──────── THE DATA ────────

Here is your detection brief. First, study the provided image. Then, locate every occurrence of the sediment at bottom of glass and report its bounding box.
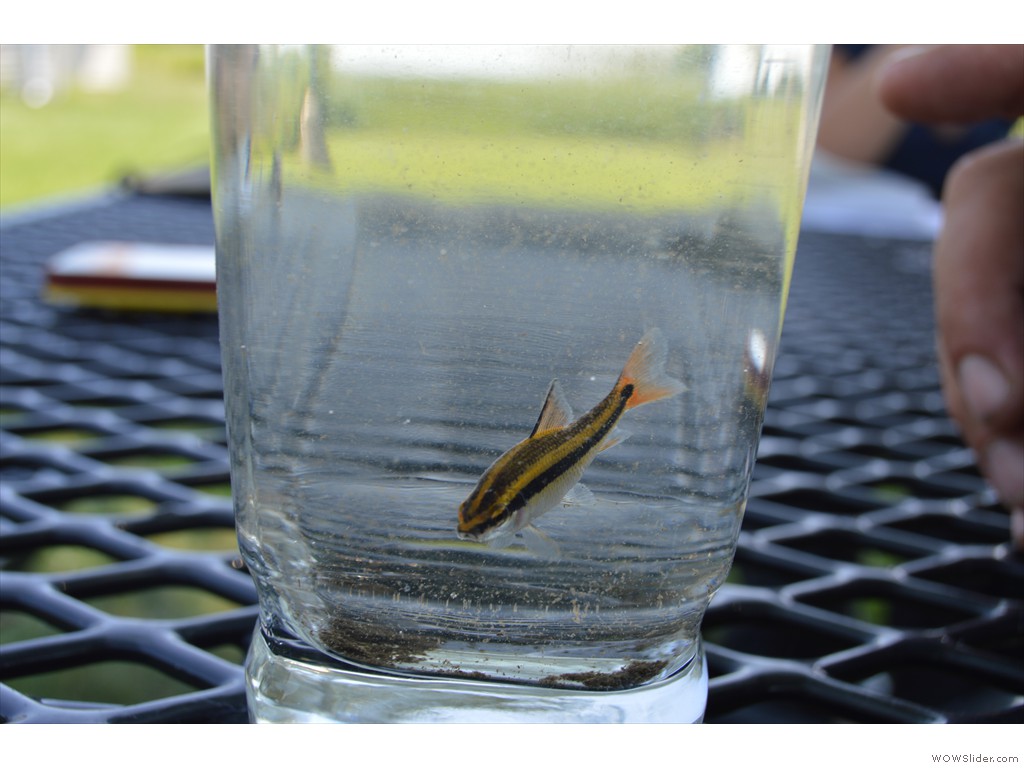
[246,628,708,723]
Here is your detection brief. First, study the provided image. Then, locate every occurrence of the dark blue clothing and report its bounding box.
[834,45,1014,198]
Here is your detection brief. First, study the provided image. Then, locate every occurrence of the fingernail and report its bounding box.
[985,440,1024,507]
[957,354,1010,421]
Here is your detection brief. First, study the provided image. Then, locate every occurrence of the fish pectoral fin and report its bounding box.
[520,525,562,560]
[529,379,572,437]
[562,482,596,506]
[597,427,633,453]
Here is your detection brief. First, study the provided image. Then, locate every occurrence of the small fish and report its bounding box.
[458,328,685,553]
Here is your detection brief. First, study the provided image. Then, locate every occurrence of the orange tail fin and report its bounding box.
[615,328,686,410]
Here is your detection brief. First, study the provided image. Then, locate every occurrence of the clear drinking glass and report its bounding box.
[210,45,827,722]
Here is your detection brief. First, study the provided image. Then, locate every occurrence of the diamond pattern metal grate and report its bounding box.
[0,196,1024,723]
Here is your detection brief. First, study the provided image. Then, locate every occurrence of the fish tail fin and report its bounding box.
[615,328,686,410]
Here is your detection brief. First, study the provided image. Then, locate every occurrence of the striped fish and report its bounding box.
[457,328,684,554]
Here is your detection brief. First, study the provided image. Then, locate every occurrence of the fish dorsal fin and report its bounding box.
[529,379,572,437]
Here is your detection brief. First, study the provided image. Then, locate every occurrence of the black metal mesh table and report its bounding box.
[0,196,1024,723]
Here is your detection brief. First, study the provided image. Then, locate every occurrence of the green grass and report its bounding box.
[0,45,209,207]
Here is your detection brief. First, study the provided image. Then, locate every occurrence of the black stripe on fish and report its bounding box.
[508,384,634,512]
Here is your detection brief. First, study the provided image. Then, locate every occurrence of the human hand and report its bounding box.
[879,45,1024,549]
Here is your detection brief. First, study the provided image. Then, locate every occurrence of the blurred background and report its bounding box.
[0,45,209,210]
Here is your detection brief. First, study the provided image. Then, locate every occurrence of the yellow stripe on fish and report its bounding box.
[458,328,684,546]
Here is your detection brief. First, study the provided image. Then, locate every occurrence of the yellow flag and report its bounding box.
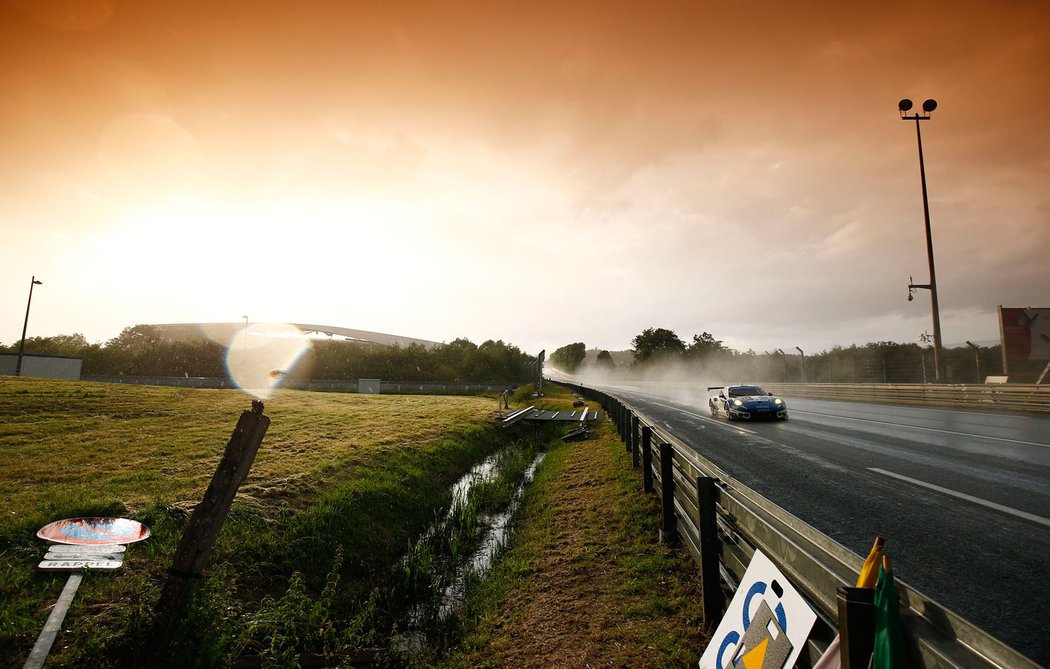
[857,537,886,588]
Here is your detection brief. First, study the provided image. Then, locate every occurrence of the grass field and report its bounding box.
[0,377,529,667]
[0,377,705,668]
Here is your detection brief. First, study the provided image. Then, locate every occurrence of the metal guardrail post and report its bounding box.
[642,425,653,493]
[836,585,875,669]
[659,443,678,543]
[696,476,725,630]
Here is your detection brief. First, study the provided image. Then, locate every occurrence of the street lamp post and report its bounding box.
[15,276,44,376]
[897,98,945,383]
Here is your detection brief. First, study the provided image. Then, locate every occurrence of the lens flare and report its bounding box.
[226,323,310,399]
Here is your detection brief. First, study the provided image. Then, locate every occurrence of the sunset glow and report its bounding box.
[0,0,1050,353]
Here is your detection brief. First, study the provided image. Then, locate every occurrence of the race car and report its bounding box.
[708,385,788,420]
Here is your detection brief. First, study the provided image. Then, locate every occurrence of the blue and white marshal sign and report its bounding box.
[700,550,817,669]
[37,518,149,546]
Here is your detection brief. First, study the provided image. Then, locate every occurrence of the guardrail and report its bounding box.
[563,383,1038,669]
[762,383,1050,413]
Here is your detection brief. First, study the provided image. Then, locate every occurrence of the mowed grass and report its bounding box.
[0,377,520,667]
[0,377,496,516]
[438,386,708,669]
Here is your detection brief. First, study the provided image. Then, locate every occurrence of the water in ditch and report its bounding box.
[394,446,546,655]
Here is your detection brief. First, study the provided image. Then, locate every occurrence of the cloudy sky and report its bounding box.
[0,0,1050,353]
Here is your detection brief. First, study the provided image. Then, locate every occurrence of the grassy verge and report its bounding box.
[0,377,548,667]
[429,389,707,668]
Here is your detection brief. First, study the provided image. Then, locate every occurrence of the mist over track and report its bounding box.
[583,382,1050,666]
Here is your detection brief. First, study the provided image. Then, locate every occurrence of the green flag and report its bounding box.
[872,559,908,669]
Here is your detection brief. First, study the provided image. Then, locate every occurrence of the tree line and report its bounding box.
[550,328,1007,383]
[0,326,534,383]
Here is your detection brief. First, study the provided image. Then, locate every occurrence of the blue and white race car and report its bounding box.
[708,385,788,420]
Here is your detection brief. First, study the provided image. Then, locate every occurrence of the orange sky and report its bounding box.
[0,0,1050,353]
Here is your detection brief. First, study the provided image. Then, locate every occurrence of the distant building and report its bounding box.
[149,322,441,349]
[0,353,84,381]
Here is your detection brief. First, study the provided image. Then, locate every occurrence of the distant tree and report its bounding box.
[631,328,686,363]
[550,341,587,373]
[688,332,729,360]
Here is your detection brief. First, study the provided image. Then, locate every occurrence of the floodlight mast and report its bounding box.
[897,98,945,383]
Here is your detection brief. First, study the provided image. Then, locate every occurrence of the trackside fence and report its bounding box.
[564,383,1038,669]
[762,383,1050,413]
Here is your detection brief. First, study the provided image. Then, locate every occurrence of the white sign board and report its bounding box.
[699,550,817,669]
[37,560,124,571]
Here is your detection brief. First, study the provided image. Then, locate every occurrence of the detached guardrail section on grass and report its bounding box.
[762,383,1050,412]
[565,383,1038,669]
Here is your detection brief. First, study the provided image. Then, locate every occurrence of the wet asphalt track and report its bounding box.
[605,388,1050,666]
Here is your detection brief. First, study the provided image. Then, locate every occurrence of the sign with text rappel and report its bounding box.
[700,550,817,669]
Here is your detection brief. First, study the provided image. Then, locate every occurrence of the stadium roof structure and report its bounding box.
[150,322,441,349]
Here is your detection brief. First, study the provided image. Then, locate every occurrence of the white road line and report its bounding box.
[792,409,1050,448]
[867,467,1050,527]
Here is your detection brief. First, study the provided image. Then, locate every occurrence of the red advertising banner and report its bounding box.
[999,306,1050,362]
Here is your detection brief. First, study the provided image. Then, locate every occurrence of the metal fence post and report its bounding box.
[659,443,678,543]
[696,476,723,629]
[836,585,875,669]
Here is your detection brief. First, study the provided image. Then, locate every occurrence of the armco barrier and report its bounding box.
[564,383,1038,669]
[762,383,1050,412]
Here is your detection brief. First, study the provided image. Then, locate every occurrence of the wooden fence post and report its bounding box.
[625,412,638,453]
[659,443,678,543]
[642,425,653,493]
[153,400,270,656]
[696,476,723,631]
[631,416,645,469]
[836,585,875,669]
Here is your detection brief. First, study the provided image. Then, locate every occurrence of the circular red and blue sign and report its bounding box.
[37,518,149,546]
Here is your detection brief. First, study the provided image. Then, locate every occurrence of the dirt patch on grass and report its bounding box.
[453,415,706,667]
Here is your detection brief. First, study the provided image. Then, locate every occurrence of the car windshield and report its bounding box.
[729,385,765,397]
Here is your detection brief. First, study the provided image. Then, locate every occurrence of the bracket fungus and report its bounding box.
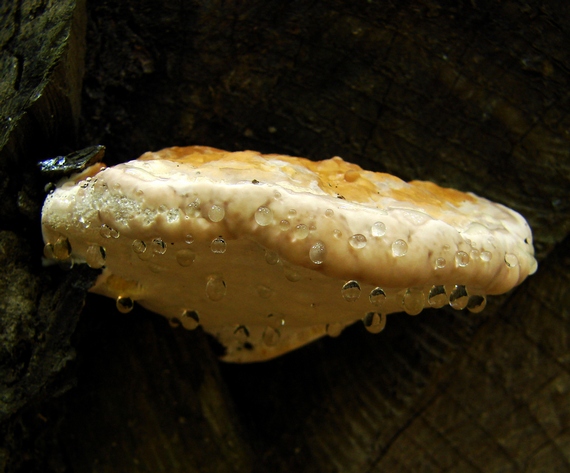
[42,146,537,362]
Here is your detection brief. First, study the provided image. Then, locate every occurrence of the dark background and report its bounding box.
[0,0,570,472]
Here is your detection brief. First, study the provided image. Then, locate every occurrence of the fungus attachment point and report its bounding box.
[42,146,536,362]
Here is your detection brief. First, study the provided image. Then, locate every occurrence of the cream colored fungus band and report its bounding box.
[42,146,537,362]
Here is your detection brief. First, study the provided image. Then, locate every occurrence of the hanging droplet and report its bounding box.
[348,233,366,250]
[428,286,449,309]
[210,237,227,254]
[208,204,226,223]
[254,207,273,227]
[309,241,327,264]
[115,296,135,314]
[85,245,105,269]
[180,310,200,330]
[340,279,360,302]
[449,285,469,310]
[368,287,386,307]
[362,312,386,333]
[176,249,196,267]
[402,287,424,315]
[206,274,226,302]
[392,240,408,258]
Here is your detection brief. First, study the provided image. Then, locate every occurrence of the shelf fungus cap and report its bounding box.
[42,146,536,362]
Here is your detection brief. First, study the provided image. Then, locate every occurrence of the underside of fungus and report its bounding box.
[42,146,536,362]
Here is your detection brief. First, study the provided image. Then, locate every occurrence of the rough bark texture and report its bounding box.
[0,0,570,472]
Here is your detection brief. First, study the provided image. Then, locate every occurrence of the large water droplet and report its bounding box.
[449,285,469,310]
[402,287,424,315]
[368,287,386,307]
[392,240,408,258]
[210,237,227,254]
[309,241,327,264]
[176,249,196,266]
[362,312,386,333]
[206,274,226,301]
[428,286,449,309]
[208,204,226,223]
[85,245,105,269]
[348,233,366,250]
[254,207,273,227]
[293,223,309,240]
[340,279,360,302]
[115,296,135,314]
[370,222,386,238]
[180,310,200,330]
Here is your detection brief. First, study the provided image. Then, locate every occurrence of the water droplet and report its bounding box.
[257,284,274,299]
[467,294,487,314]
[402,287,425,315]
[180,310,200,330]
[150,238,166,255]
[293,223,309,240]
[449,285,469,310]
[208,204,226,222]
[505,253,519,268]
[340,279,360,302]
[326,322,344,338]
[206,274,226,301]
[115,296,135,314]
[348,233,366,250]
[99,224,120,238]
[434,258,447,269]
[362,312,386,333]
[210,237,227,254]
[368,287,386,307]
[309,241,327,264]
[428,286,449,309]
[132,240,146,255]
[265,250,279,265]
[85,245,105,269]
[254,207,273,227]
[263,327,280,347]
[455,251,469,268]
[392,240,408,258]
[52,236,71,259]
[176,250,196,266]
[283,266,301,282]
[370,222,386,238]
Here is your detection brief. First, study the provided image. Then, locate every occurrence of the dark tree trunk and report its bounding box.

────────

:: WHAT NEEDS TO BE DONE ::
Find each line above that contains the word "guardrail" and copy every such line in full.

:: PROBLEM SOLUTION ::
Here is your detection brief. First, study the provided image. Then, locate every occurrence of the metal guardrail post and report its bounding box.
Here is your detection brief. First, study the provided image. Then, locate every occurrence of the guardrail and report its bounding box.
Here is your detection brief. First, study the provided image. Then, locate every occurrence of the detached guardrail section on grass and report its bounding box.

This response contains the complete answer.